## TEXTE À LIRE
--

Pourtant, ce projet de loi est synonyme de retour en arrière. En effet, il y a plus de quatre-vingts ans, la SNCF a été créée pour remédier aux difficultés d’investissements et d’organisation du secteur ferroviaire.

En 1937, pour mettre un terme à la myriade inopérante de petites compagnies privées, le Front populaire décide d’unifier celles-ci en une seule compagnie nationale. Cette décision historique a permis à la SNCF non seulement d’atteindre l’excellence, notamment avec la création du TGV, mais aussi d’achever le maillage du territoire en assurant une nécessaire péréquation entre les lignes rentables économiquement et les lignes rentables socialement.

C’est aujourd’hui précisément cela que menace ce paquet ferroviaire, qui obéit à la délétère idéologie néolibérale. Mais non content de répondre aux exigences européennes d’ouverture à la concurrence, ce projet de loi fait du zèle ! En effet, il n’était nullement besoin de transformer la SNCF en société anonyme. L’opération n’a qu’un seul objectif : permettre demain, par un second texte de loi, l’ouverture du capital de la SNCF et sa privatisation progressive.

Vous ne tromperez personne, cette méthode bien connue a déjà été utilisée pour Renault, France Télécom, EDF-GDF, et j’en passe.

M. Gérard Longuet. Et ça marche bien ! Voyez le résultat !

M. Guillaume Gontard. Même le président de l’ARAFER, instance chargée de superviser la mise en concurrence de l’activité ferroviaire, a reconnu que ce changement de statut n’était pas nécessaire. La seule vertu – si j’ose dire – de ce changement est qu’il oblige le Gouvernement à s’intéresser enfin à la dette de SNCF Réseau, pour ne pas tuer dans l’œuf la future société anonyme.

--

## CONSIGNE
À partir du texte ci-dessus sur la réforme de la SNCF, répondez brièvement aux questions suivantes.
1. En quelle année le Front populaire décide-t-il d'unifier les petites compagnies privées en une seule compagnie nationale ?
2. Quel est le seul objectif attribué à la transformation de la SNCF en société anonyme ?
3. Quelle instance est chargée de superviser la mise en concurrence de l'activité ferroviaire ?

(Entrées du jeu de données sur l'emplacement des objets)
--

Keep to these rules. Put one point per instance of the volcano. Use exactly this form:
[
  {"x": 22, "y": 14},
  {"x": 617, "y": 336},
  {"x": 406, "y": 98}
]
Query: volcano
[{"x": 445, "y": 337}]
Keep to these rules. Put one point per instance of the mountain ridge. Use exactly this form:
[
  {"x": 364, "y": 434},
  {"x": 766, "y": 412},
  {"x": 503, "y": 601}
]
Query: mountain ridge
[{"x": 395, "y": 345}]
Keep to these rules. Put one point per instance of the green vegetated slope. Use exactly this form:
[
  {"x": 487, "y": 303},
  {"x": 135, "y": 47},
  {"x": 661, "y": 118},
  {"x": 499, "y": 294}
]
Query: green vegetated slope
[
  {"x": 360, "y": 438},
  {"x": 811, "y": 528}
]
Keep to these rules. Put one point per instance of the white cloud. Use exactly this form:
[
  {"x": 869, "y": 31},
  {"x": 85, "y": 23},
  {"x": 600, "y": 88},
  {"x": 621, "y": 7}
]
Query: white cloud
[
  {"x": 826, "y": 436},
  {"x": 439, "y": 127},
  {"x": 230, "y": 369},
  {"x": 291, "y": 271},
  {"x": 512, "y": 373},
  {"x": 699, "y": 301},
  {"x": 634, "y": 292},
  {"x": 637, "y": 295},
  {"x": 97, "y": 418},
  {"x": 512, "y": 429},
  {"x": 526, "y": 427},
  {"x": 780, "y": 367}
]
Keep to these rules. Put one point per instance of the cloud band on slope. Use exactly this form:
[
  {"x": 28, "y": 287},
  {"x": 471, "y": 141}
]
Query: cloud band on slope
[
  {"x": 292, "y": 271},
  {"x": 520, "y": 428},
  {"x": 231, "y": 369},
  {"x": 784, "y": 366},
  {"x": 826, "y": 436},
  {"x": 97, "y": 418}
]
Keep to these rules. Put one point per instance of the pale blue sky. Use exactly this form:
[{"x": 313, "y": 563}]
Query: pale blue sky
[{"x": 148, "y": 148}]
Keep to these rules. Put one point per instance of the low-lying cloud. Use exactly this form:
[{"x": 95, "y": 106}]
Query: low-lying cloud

--

## RÉPONSE COMPLÈTE
1. En 1937.
2. Permettre demain, par un second texte de loi, l'ouverture du capital de la SNCF et sa privatisation progressive.
3. L'ARAFER.